§ **Given instruction**:
Duplicate the records below line for line, omitting the pictures from your copy.

[Raw records]
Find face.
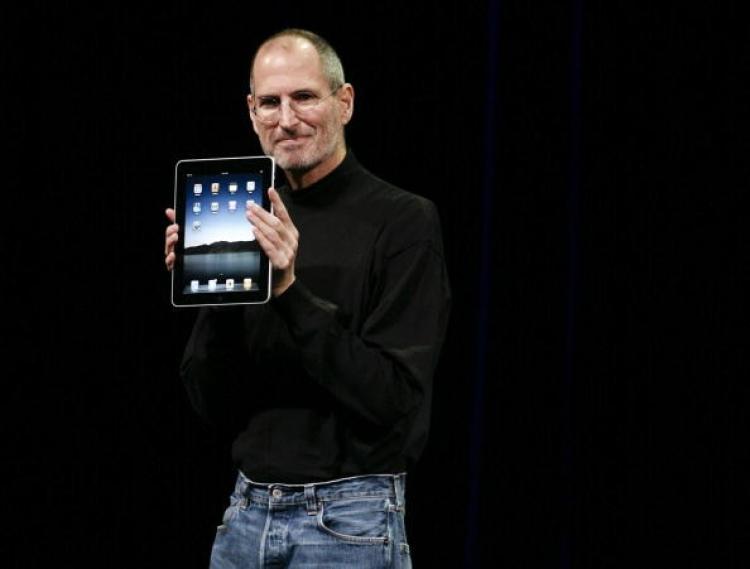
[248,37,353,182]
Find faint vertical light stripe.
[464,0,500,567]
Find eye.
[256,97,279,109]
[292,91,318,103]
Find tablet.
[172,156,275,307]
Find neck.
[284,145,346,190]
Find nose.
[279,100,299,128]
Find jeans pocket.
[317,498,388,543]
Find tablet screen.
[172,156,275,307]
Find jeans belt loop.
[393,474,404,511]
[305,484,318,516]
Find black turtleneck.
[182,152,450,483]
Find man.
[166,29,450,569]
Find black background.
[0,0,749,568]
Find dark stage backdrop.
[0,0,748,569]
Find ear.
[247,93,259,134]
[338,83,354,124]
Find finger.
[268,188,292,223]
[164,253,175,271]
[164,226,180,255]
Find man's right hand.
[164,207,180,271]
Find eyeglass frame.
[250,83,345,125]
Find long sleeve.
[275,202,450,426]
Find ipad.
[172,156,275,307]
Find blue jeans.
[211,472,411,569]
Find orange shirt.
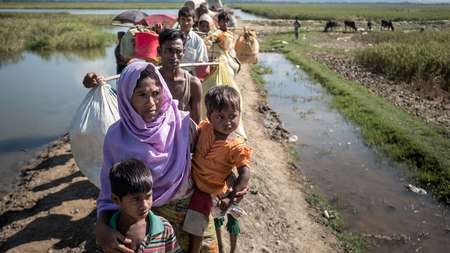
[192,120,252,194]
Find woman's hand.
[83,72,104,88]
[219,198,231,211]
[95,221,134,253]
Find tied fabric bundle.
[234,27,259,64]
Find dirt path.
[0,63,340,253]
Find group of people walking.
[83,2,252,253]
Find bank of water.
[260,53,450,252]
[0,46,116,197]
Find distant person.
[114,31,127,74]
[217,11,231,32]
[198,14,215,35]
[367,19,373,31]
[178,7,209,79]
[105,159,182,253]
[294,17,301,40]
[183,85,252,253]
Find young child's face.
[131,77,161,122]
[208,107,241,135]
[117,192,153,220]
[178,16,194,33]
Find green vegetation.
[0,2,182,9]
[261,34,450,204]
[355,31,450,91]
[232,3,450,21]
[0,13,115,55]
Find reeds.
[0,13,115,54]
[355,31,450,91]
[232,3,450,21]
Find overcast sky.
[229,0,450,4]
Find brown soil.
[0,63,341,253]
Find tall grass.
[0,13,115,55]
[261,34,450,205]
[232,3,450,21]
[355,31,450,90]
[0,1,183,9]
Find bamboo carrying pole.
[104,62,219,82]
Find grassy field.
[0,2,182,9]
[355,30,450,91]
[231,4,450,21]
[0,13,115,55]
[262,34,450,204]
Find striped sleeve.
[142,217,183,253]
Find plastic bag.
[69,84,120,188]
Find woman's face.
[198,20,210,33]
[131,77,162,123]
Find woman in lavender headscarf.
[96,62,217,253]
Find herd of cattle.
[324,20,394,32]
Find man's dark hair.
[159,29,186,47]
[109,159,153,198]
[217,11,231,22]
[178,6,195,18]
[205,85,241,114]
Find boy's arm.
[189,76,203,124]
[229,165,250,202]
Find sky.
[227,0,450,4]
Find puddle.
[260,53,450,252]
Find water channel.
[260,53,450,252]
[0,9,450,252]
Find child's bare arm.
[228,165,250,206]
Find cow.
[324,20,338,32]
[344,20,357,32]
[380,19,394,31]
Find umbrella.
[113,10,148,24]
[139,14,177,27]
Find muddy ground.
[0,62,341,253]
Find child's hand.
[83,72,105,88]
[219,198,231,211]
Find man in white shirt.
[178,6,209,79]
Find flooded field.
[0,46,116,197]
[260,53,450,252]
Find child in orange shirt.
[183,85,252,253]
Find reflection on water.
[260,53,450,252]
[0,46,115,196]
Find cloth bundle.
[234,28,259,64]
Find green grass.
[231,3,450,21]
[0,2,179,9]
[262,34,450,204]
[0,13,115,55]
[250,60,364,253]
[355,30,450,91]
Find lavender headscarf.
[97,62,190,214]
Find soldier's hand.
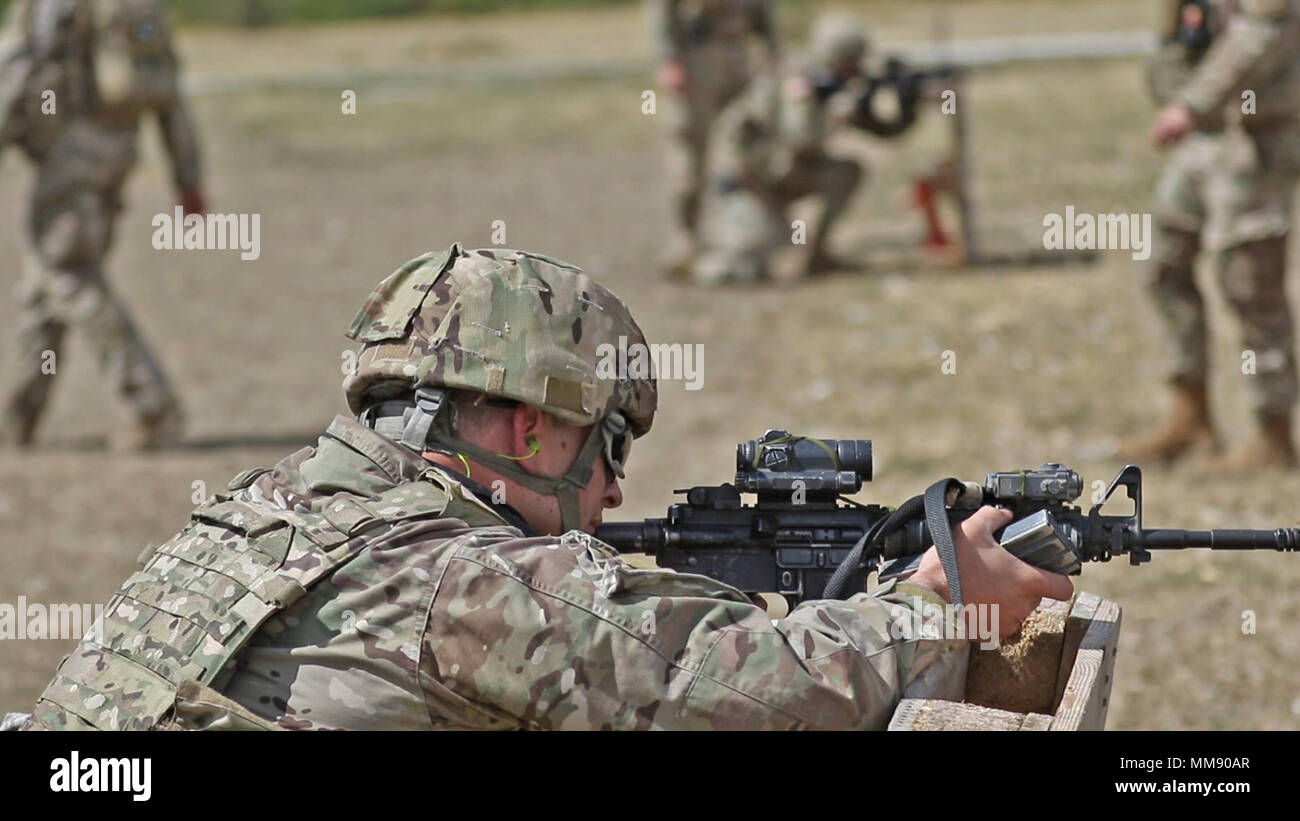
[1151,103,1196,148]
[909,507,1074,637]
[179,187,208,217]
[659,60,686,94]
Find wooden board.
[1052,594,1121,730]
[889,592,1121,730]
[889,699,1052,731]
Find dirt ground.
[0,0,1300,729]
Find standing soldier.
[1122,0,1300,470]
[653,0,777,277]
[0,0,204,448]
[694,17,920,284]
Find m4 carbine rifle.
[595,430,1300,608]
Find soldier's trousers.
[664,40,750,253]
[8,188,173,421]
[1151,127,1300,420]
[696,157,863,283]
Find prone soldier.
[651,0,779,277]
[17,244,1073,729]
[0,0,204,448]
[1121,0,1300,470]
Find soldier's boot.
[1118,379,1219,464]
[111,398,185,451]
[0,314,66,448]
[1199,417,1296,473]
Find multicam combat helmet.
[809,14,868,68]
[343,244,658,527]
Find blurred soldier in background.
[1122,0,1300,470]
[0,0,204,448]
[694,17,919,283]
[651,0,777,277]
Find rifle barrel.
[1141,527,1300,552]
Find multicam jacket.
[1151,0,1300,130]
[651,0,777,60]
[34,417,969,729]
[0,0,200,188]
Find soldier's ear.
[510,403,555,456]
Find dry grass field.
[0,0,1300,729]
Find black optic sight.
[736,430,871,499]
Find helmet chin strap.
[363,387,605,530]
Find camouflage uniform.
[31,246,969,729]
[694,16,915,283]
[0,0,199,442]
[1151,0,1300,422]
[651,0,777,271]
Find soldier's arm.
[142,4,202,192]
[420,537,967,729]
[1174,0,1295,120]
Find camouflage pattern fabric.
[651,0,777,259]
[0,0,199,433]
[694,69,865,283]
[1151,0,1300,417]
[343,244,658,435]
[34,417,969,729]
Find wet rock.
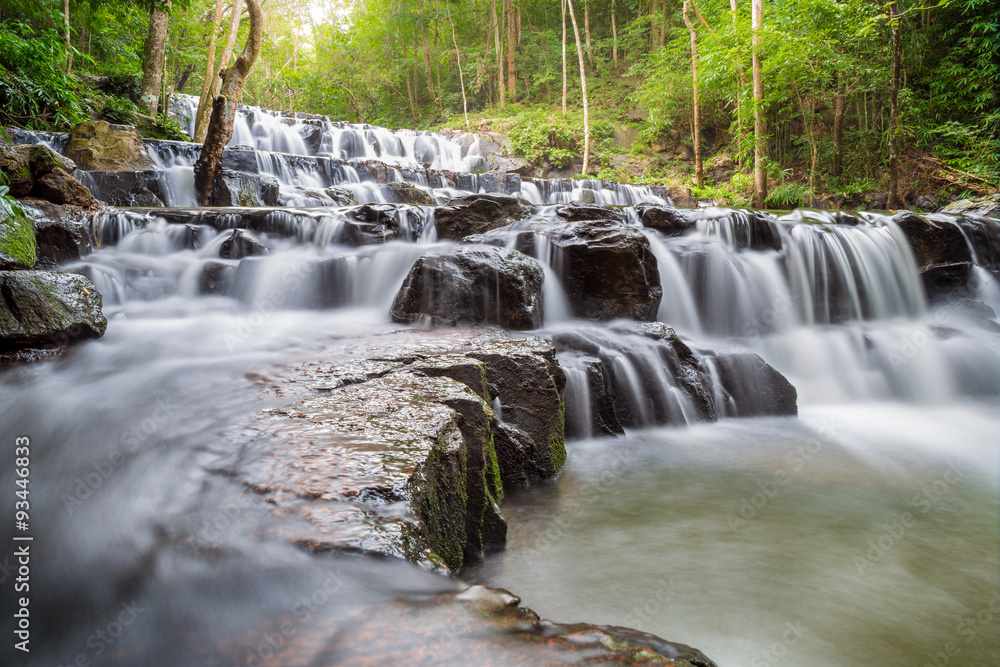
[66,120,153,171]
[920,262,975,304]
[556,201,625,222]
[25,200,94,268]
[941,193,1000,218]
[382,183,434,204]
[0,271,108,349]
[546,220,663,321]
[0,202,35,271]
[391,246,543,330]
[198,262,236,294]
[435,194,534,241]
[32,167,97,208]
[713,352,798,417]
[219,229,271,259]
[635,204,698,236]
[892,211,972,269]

§ **Response to this exercise**:
Find face.
[248,37,353,182]
Find faint vertical light stripe.
[464,0,500,567]
Find eye.
[256,97,279,109]
[292,91,318,103]
Find tablet.
[172,156,275,307]
Find neck.
[284,145,346,190]
Find nose.
[279,100,299,128]
Find jeans pocket.
[317,498,388,543]
Find tablet screen.
[172,156,275,307]
Find jeans belt loop.
[393,474,404,511]
[305,484,318,516]
Find black turtleneck.
[182,152,450,483]
Find man.
[166,29,450,569]
Find black background.
[0,0,749,568]
Find dark stage backdrop.
[0,0,748,569]
Find ear.
[247,93,259,134]
[338,83,354,124]
Find finger.
[268,188,292,223]
[164,253,175,271]
[164,226,180,255]
Find man's right hand.
[164,207,180,271]
Find eyeglass frame.
[250,83,345,125]
Find long sleeve.
[275,202,450,426]
Find ipad.
[172,156,275,307]
Find blue jeans.
[211,472,411,569]
Find orange shirt.
[192,120,252,194]
Find woman's hand.
[83,72,104,88]
[219,198,231,211]
[95,221,134,253]
Find tied fabric bundle.
[234,27,259,64]
Find dirt path.
[0,63,340,253]
Find group of people walking.
[83,2,252,253]
Find bank of water.
[260,53,450,252]
[0,46,116,197]
Find distant person.
[114,31,127,74]
[217,11,231,32]
[198,14,215,35]
[367,19,373,31]
[178,7,209,79]
[105,159,182,253]
[294,17,301,40]
[183,85,252,253]
Find young child's face.
[131,77,161,122]
[208,107,241,135]
[117,192,153,220]
[178,16,194,33]
Find green vegetation.
[0,2,182,9]
[261,34,450,204]
[355,31,450,91]
[232,3,450,21]
[0,13,115,55]
Find reeds.
[0,13,115,54]
[355,31,450,91]
[232,3,450,21]
Find overcast sky.
[229,0,450,4]
Find brown soil.
[0,63,341,253]
Find tall grass.
[0,13,115,55]
[261,34,450,205]
[232,3,450,21]
[355,31,450,90]
[0,1,183,9]
Find bamboo carrying pole.
[104,62,219,82]
Find grassy field.
[0,2,182,9]
[355,30,450,91]
[231,4,450,21]
[0,13,115,55]
[262,34,450,204]
Find striped sleeve.
[142,217,183,253]
Find plastic bag.
[69,84,120,188]
Find woman's face.
[198,20,210,33]
[131,77,162,123]
Find woman in lavender headscarf.
[96,62,217,253]
Find herd of cattle.
[324,20,394,32]
Find man's dark hair.
[159,29,186,47]
[109,159,153,198]
[217,11,231,22]
[178,6,195,18]
[205,85,241,114]
Find boy's arm.
[189,76,203,124]
[229,165,250,202]
Find sky.
[227,0,450,4]
Find puddle.
[260,53,450,252]
Find water channel.
[260,53,450,252]
[0,9,450,252]
Find child's bare arm.
[228,165,250,206]
Find cow.
[324,20,338,32]
[344,20,357,32]
[380,19,394,31]
Find umbrella.
[113,10,148,24]
[139,14,177,27]
Find muddy ground.
[0,62,341,253]
Find child's hand.
[83,72,105,88]
[219,198,231,211]
Find man in white shirt.
[178,6,209,79]
Find flooded field.
[0,46,116,197]
[260,53,450,252]
Find child in orange shirt.
[183,85,252,253]
Find reflection on water.
[260,53,450,252]
[0,46,115,196]
Find cloth bundle.
[234,28,259,64]
Find green grass.
[231,3,450,21]
[0,2,179,9]
[262,34,450,204]
[0,13,115,55]
[250,60,364,253]
[355,30,450,91]
Find lavender headscarf.
[97,62,190,214]
Find soldier's hand.
[1151,103,1196,148]
[909,507,1074,637]
[179,187,208,217]
[659,60,686,94]
Find wooden board.
[1052,594,1121,730]
[889,592,1121,730]
[889,699,1052,731]
Find dirt ground.
[0,0,1300,729]
Find standing soldier.
[1122,0,1300,470]
[653,0,777,277]
[0,0,204,448]
[694,17,920,284]
Find m4 carbine rifle.
[595,430,1300,608]
Find soldier's trousers.
[664,40,750,253]
[8,188,173,421]
[1151,127,1300,420]
[696,157,863,283]
Find prone soldier.
[651,0,779,277]
[17,244,1073,729]
[0,0,204,448]
[1121,0,1300,470]
Find soldier's boot.
[1118,379,1219,464]
[111,398,185,451]
[0,314,66,448]
[1199,417,1296,473]
Find multicam combat helmet.
[809,14,868,68]
[343,244,658,527]
Find blurred soldier in background.
[1122,0,1300,470]
[0,0,204,448]
[694,17,919,283]
[651,0,777,277]
Find rifle barrel.
[1141,527,1300,552]
Find multicam jacket.
[1151,0,1300,130]
[651,0,777,60]
[34,417,969,729]
[0,0,200,188]
Find soldier's ear.
[510,403,555,456]
Find dry grass field.
[0,0,1300,729]
Find black optic sight.
[736,430,871,499]
Find helmet chin strap.
[363,387,605,530]
Find camouflage uniform.
[31,246,969,729]
[694,16,915,283]
[0,0,199,442]
[1151,0,1300,422]
[651,0,777,271]
Find soldier's arm.
[142,4,202,192]
[420,537,967,729]
[1174,0,1295,120]
Find camouflage pattern fabric.
[651,0,777,259]
[0,0,199,433]
[694,69,865,283]
[1151,0,1300,417]
[343,244,658,435]
[34,417,969,729]
Find wet rock.
[66,120,153,171]
[920,262,975,304]
[556,201,625,222]
[25,200,94,268]
[941,193,1000,218]
[382,183,434,204]
[0,271,108,349]
[546,220,663,321]
[0,202,35,271]
[391,246,543,330]
[198,262,236,294]
[435,194,534,241]
[32,167,97,208]
[713,352,798,417]
[219,229,271,259]
[635,204,698,236]
[892,211,972,269]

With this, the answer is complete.